EXCERPT:

Most toothaches are caused by sensitivity to the nerve of the tooth due to tooth decay, injury or infection. Other causes include gum disease, tooth fractures or even sinus infections that can cause bursts of pain. Though professional dental intervention may be necessary to restore the tooth and combat the pain, there are other natural remedies available if you dentist is not.
Hot or cold water in your mouth may cause a shock to your already sensitive tooth but rinsing with warm salt water may alleviate the pain. Mix a couple teaspoons of table salt in a glass of warm water, then swish the mixture in your mouth. In addition to easing the pain and cleaning the infected areas, the salt also helps to draw out excess fluid around the swollen gum tissues.
The presence of cold helps to curb pain and swelling in superficial nerves, so applying an ice pack wrapped in a towel to the face may help numb the pain. You should, however, never apply ice directly to the tooth. Cold drinks may cause sensitivity pain if the root is damaged; this also applies to hot drinks and sugary foods.

SUPPLIED ENTRIES:
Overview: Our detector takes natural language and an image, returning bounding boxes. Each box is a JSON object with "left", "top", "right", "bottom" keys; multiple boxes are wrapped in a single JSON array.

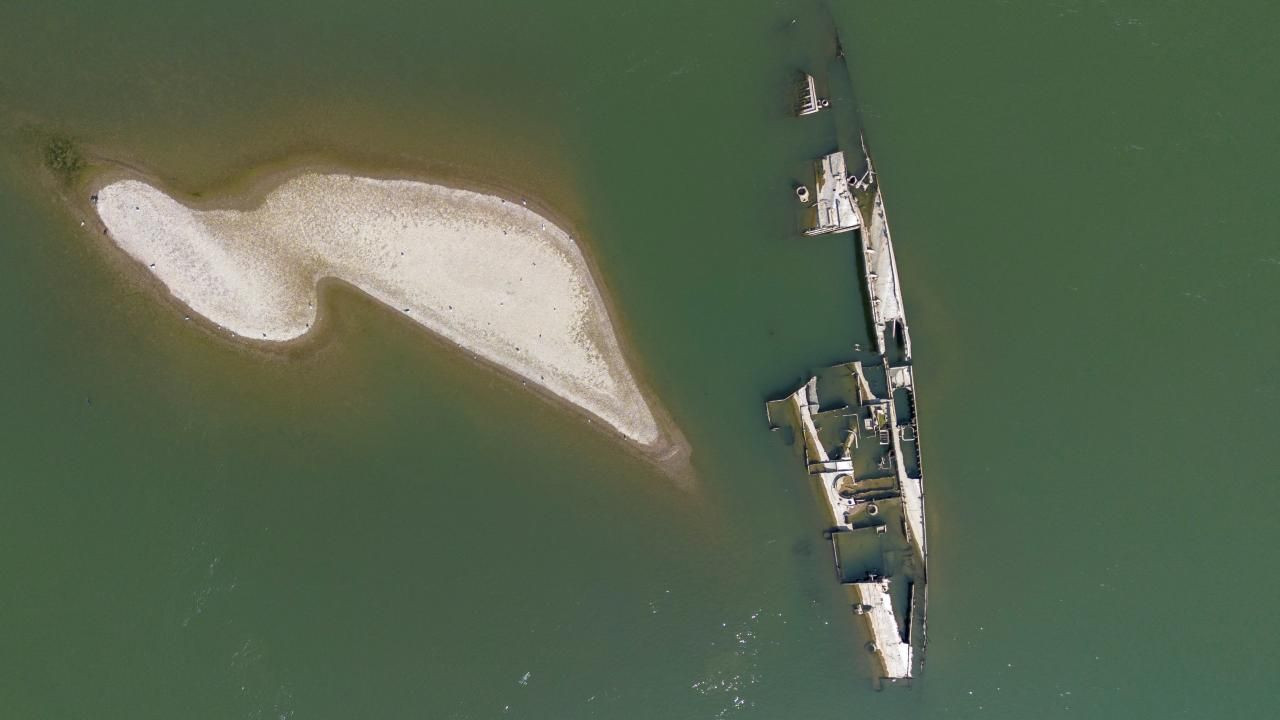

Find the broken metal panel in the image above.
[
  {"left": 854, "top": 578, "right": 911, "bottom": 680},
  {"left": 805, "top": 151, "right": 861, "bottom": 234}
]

YOUR INSTRUCTIONS:
Return the passage of the toothache text starting at "The presence of" and ending at "and sugary foods.", copied word for word.

WRITTEN RESPONSE:
The presence of cold helps to curb pain and swelling in superficial nerves, so applying an ice pack wrapped in a towel to the face may help numb the pain. You should, however, never apply ice directly to the tooth. Cold drinks may cause sensitivity pain if the root is damaged; this also applies to hot drinks and sugary foods.